Written exercise: Copy out the StaQC excerpt word for word, starting at "Figure 5. StaQC" and ending after "a similar functionality.".

Excerpt to read:
>>>

Figure 5. StaQC contains four alternative code solutions to question “How to limit a number to be within a specified range? (Python)(Overflow, 2017c) whose answer post contains five code snippets. The number at the bottom right denotes the position of each code snippet in the answer post.
Figure 6. StaQC has different text descriptions, e.g., “How to find a gap in range in SQL(Overflow, 2017b) and “How do I find a “gap” in running counter with SQL?(Overflow, 2017a), for two code snippets bearing a similar functionality.

Figure 5 and 6 show that StaQC is highly diverse and rich in surface variation. Such a dataset is beneficial for model development. Intuitively, when certain data patterns are not observed in the training phase, a model is less capable to predict them during testing. StaQC can alleviate this issue by enabling a model to learn from alternative code solutions to the same question or from different text descriptions to similar code snippets. Next we demonstrate this benefit using an exemplar downstream task.

6.3. Usage Demo of StaQC on Code Retrieval

To further demonstrate the usage of StaQC, we employ it to train a deep learning model for the code retrieval task (Keivanloo et al., 2014; Allamanis et al., 2015; Iyer et al., 2016). Given a natural language description and a set of code snippet candidates, the task is to retrieve code snippets that can match the description. In particular, an effective model should rank matched code snippets as high as possible. Models are evaluated by Mean Reciprocal Rank (MRR) (Voorhees et al., 1999). In (Iyer et al., 2016), the authors proposed a neural network based model, CODE-NN, which outputs a matching score between a natural language question and a code snippet. We choose CODE-NN as it is one of the state of the arts for code retrieval and improved previous work by a large margin. For training, the authors collected around 25,870 SQL QC pairs from answer posts containing exactly one code snippet (which is paired with the question title). They manually annotated two datasets DEV and EVAL for choosing the best model parameters and for final evaluation respectively, both containing around 100 QC pairs. The final evaluation is conducted in 20 runs. In each run, for every QC pair in DEV or EVAL, (Iyer et al., 2016) randomly selected 49 code snippets from SO as non-answer candidates, and ranked all 50 code snippets based on their scores output by CODE-NN. The averaged MRR is computed as the final result.

<<<

Information provided:
>>>

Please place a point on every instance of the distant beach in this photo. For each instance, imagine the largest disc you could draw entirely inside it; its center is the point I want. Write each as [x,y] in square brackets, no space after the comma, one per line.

<<<

Expected output:
Figure 5. StaQC contains four alternative code solutions to question “How to limit a number to be within a specified range? (Python)(Overflow, 2017c) whose answer post contains five code snippets. The number at the bottom right denotes the position of each code snippet in the answer post.
Figure 6. StaQC has different text descriptions, e.g., “How to find a gap in range in SQL(Overflow, 2017b) and “How do I find a “gap” in running counter with SQL?(Overflow, 2017a), for two code snippets bearing a similar functionality.